What you are asked to do —
Reproduce the records below word for word, leaving out the pictures.

BEGIN

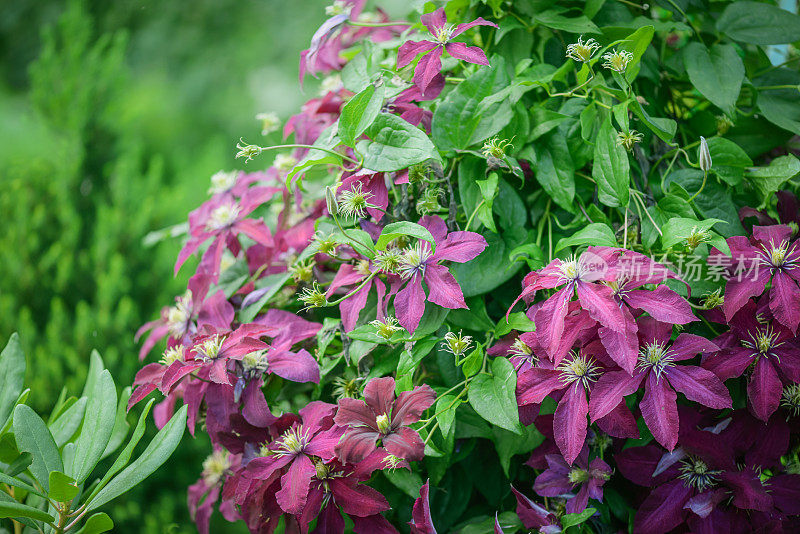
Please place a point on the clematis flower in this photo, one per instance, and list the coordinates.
(766, 346)
(421, 264)
(561, 479)
(770, 255)
(577, 275)
(421, 520)
(657, 368)
(381, 416)
(221, 220)
(574, 376)
(309, 439)
(431, 64)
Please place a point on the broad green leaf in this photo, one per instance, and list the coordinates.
(768, 180)
(121, 425)
(12, 375)
(728, 160)
(493, 396)
(125, 455)
(597, 234)
(33, 436)
(571, 520)
(516, 321)
(611, 169)
(98, 423)
(68, 422)
(96, 524)
(359, 112)
(15, 509)
(62, 487)
(404, 228)
(157, 452)
(457, 122)
(717, 73)
(759, 23)
(394, 144)
(17, 483)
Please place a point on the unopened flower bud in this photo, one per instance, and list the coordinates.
(704, 155)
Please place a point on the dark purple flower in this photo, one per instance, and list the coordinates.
(420, 264)
(382, 416)
(431, 63)
(766, 347)
(561, 479)
(769, 255)
(657, 368)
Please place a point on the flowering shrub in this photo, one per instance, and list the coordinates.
(362, 343)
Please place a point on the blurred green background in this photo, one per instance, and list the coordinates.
(113, 117)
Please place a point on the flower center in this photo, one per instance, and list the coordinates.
(763, 341)
(655, 356)
(222, 217)
(696, 473)
(209, 349)
(382, 421)
(292, 442)
(414, 260)
(579, 369)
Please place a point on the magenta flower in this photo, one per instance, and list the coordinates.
(769, 348)
(421, 520)
(561, 479)
(768, 255)
(381, 416)
(419, 264)
(222, 219)
(657, 368)
(294, 453)
(577, 275)
(431, 64)
(574, 376)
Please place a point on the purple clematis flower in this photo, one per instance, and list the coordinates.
(768, 255)
(561, 479)
(657, 368)
(383, 417)
(311, 438)
(431, 63)
(767, 346)
(577, 275)
(420, 263)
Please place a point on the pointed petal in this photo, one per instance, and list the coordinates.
(660, 411)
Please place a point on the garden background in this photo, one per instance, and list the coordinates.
(113, 117)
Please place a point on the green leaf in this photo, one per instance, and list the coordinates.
(716, 73)
(125, 455)
(597, 234)
(359, 112)
(611, 169)
(768, 180)
(157, 452)
(68, 422)
(12, 375)
(15, 509)
(759, 23)
(571, 520)
(394, 144)
(404, 228)
(96, 524)
(728, 160)
(33, 436)
(17, 483)
(459, 122)
(493, 396)
(62, 487)
(98, 424)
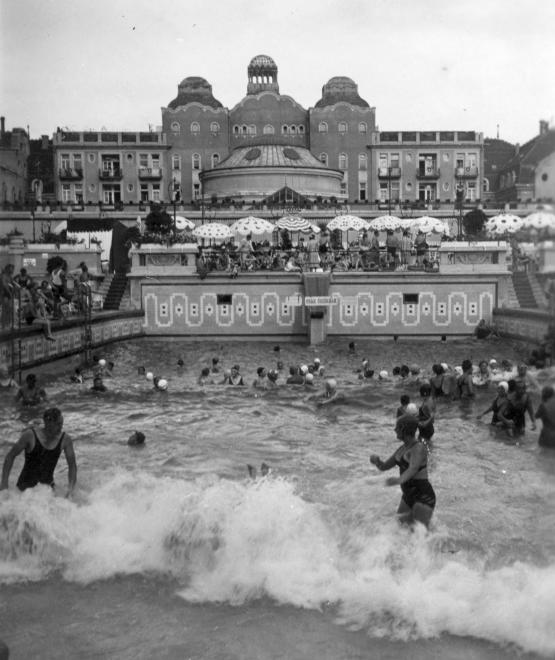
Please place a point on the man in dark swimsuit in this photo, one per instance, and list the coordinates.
(418, 500)
(42, 447)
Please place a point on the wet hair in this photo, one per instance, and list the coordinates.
(425, 390)
(52, 415)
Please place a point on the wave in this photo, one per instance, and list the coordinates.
(235, 541)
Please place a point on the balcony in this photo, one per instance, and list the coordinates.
(466, 172)
(389, 172)
(110, 174)
(150, 173)
(70, 174)
(429, 172)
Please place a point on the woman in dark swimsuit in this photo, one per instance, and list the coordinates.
(418, 500)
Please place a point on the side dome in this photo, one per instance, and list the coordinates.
(340, 88)
(194, 88)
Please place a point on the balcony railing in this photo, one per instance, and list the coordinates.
(150, 173)
(110, 174)
(466, 172)
(70, 174)
(389, 172)
(429, 172)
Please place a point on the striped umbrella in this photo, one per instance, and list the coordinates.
(294, 223)
(504, 223)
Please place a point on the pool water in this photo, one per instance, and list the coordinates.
(173, 551)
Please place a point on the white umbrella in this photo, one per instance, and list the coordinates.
(347, 222)
(252, 225)
(427, 225)
(294, 223)
(386, 222)
(504, 223)
(539, 220)
(182, 223)
(213, 230)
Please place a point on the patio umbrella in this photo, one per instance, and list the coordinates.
(504, 223)
(428, 225)
(347, 223)
(294, 223)
(182, 223)
(386, 222)
(539, 220)
(252, 225)
(213, 231)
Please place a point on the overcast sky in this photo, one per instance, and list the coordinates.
(424, 64)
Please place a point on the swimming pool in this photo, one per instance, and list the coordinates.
(172, 551)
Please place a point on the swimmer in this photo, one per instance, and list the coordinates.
(418, 500)
(204, 377)
(330, 394)
(98, 384)
(30, 394)
(264, 470)
(136, 439)
(546, 412)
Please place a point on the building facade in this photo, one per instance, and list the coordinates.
(266, 143)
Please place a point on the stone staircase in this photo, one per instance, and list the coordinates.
(528, 290)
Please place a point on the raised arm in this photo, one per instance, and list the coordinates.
(21, 445)
(71, 464)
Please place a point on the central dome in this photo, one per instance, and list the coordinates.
(264, 61)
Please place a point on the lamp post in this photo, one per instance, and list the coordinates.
(459, 201)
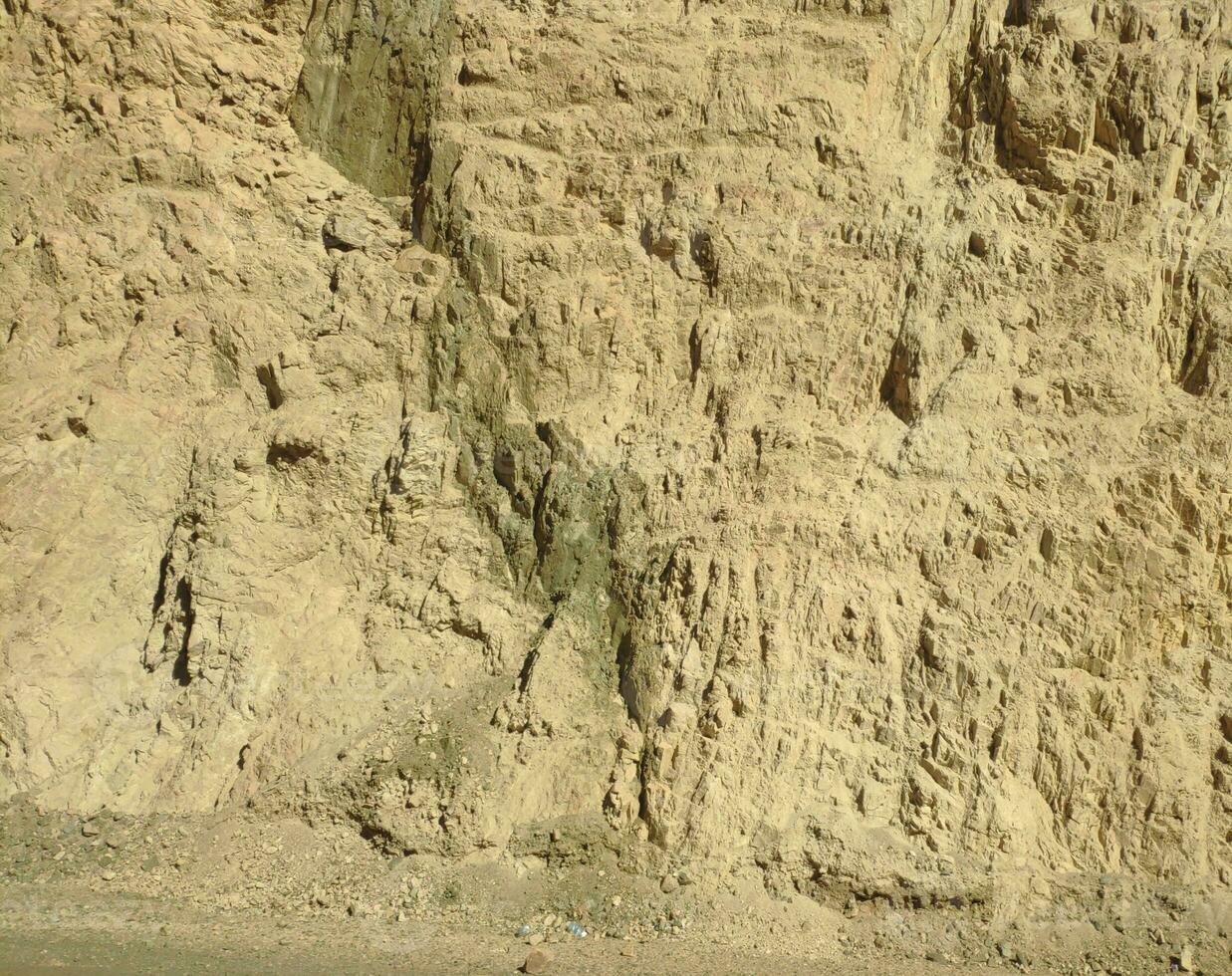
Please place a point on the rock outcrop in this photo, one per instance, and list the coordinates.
(744, 435)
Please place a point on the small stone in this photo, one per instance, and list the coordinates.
(344, 233)
(537, 960)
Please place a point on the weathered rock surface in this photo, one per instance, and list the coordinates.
(734, 434)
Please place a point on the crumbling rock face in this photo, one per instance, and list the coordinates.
(805, 450)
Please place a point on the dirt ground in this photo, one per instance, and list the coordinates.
(57, 929)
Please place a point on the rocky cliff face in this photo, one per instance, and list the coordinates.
(741, 434)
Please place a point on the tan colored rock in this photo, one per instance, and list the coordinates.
(793, 439)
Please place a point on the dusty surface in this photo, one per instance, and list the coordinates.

END

Solution for this exercise —
Please place a point on the clematis flower in this photo, one per instance, and list the coordinates.
(766, 346)
(421, 264)
(561, 479)
(770, 255)
(577, 275)
(421, 520)
(657, 368)
(381, 416)
(221, 220)
(574, 376)
(309, 439)
(431, 64)
Please place a point on the broad green leaf in this photo, one per instance, and list the coordinates.
(768, 180)
(121, 425)
(12, 375)
(728, 160)
(493, 396)
(125, 455)
(597, 234)
(33, 436)
(571, 520)
(516, 321)
(611, 169)
(98, 423)
(68, 422)
(96, 524)
(359, 112)
(15, 509)
(62, 487)
(404, 228)
(157, 452)
(457, 122)
(717, 73)
(759, 23)
(394, 144)
(17, 483)
Please place a point on the unopened flower bud in this photo, one per instance, and list the coordinates.
(704, 155)
Please place a point on the dark purple flower in this photo, one per instance, and list the coordinates.
(420, 264)
(382, 416)
(431, 63)
(766, 347)
(561, 479)
(769, 255)
(657, 368)
Please place a point on the flowering shrub in this photo, one per instance, and list the coordinates.
(362, 343)
Please place a point on the blurred green background in this photo, one per instance, and list the coordinates.
(113, 117)
Please place a point on the flower center in this photo, one per instance, and list the coordinates.
(763, 341)
(655, 356)
(222, 217)
(696, 473)
(209, 349)
(382, 421)
(292, 442)
(414, 260)
(579, 369)
Please place a point on the magenta flower in this photo, one per instance, and list the coordinates.
(769, 348)
(421, 520)
(561, 479)
(768, 255)
(381, 416)
(419, 264)
(222, 219)
(657, 368)
(294, 453)
(577, 275)
(431, 64)
(574, 376)
Please place a point on the purple clematis flower in this photo, one per instance, and list the coordinates.
(768, 255)
(561, 479)
(657, 368)
(383, 417)
(311, 438)
(431, 63)
(767, 346)
(577, 275)
(420, 263)
Please place a point on the pointed petal in this photo, one per instance, and list the coordinates.
(660, 411)
Please place a point on the garden background in this photo, one per instance, and list the coordinates.
(113, 117)
Please place a point on the green leaf in this photo, one per instance, and list the coordinates.
(716, 73)
(125, 455)
(597, 234)
(359, 112)
(611, 169)
(768, 180)
(157, 452)
(68, 422)
(12, 375)
(15, 509)
(759, 23)
(571, 520)
(394, 144)
(404, 228)
(96, 524)
(728, 160)
(33, 436)
(17, 483)
(459, 122)
(493, 396)
(62, 487)
(98, 424)
Please place a point on the man in dark swimsuit in this photo, one per instance, and list the coordinates.
(418, 500)
(42, 447)
Please place a point on the wet hair in this photo, one per instance, and list the coordinates.
(425, 390)
(52, 415)
Please place a point on the wave in this photo, one per instance, and list the coordinates.
(235, 541)
Please place a point on the balcony in this photo, one per instance, and list the coordinates.
(466, 172)
(389, 172)
(110, 174)
(150, 173)
(70, 174)
(429, 172)
Please place a point on the woman in dark swimsuit in this photo, one per instance, and list the coordinates.
(418, 500)
Please place a point on the side dome in this photo, one per instance, and list the coordinates.
(340, 88)
(194, 88)
Please place a point on the balcony railing in this photo, one per instance, and list the coordinates.
(150, 173)
(110, 174)
(466, 172)
(70, 174)
(389, 172)
(429, 172)
Please place a point on the striped umbrella in this photo, one per instance, and list the coordinates.
(294, 223)
(504, 223)
Please place a point on the pool water in this photo, one per instance, and list the coordinates.
(173, 551)
Please place a point on the white umbrella in this photo, one per instance, and list the coordinates.
(347, 222)
(252, 225)
(427, 225)
(294, 223)
(386, 222)
(504, 223)
(539, 220)
(182, 223)
(213, 230)
Please place a point on the patio umbrella in this photo, one per instance, and list the coordinates.
(504, 223)
(428, 225)
(347, 223)
(294, 223)
(182, 223)
(386, 222)
(539, 220)
(252, 225)
(213, 231)
Please place a point on the overcast sky in this photo, one per instance, and list the coordinates.
(424, 64)
Please place a point on the swimming pool in this photo, one per instance, and list the coordinates.
(172, 551)
Please place a point on the swimmer in this photo, one per instance, and list the coordinates.
(418, 500)
(204, 377)
(330, 394)
(98, 384)
(30, 394)
(264, 470)
(136, 439)
(546, 412)
Please place a point on the building facade in this photo, one per instance, and list the coordinates.
(266, 143)
Please place a point on the stone staircase in this photo, one per instance, and list the coordinates.
(528, 290)
Please place a point on the raised arm in this photo, one per instance, and list the coordinates.
(21, 445)
(71, 464)
Please place a point on the central dome in this photo, one per instance, and list the coordinates.
(264, 61)
Please place a point on the lamp post in this photo, one per instance, and list the coordinates.
(459, 201)
Please place a point on the rock outcrop in this photo, one per instance, and list the coordinates.
(744, 435)
Please place a point on the small stone in this photo, one per instance, and list the coordinates.
(344, 233)
(537, 960)
Please place a point on the weathered rock surface in this photo, one per instance, and list the coordinates.
(734, 434)
Please place a point on the crumbling rock face in this photo, one per instance, and list the coordinates.
(805, 450)
Please place a point on the dirt ground in this photo, one per instance, and list the coordinates.
(57, 929)
Please place a point on the rocky cliff face in this photo, one per instance, and list the coordinates.
(741, 434)
Please place a point on the tan colored rock in this photo, one per instance, and list the coordinates.
(793, 439)
Please place a point on the dusty surface in this photo, one per instance, and list the coordinates.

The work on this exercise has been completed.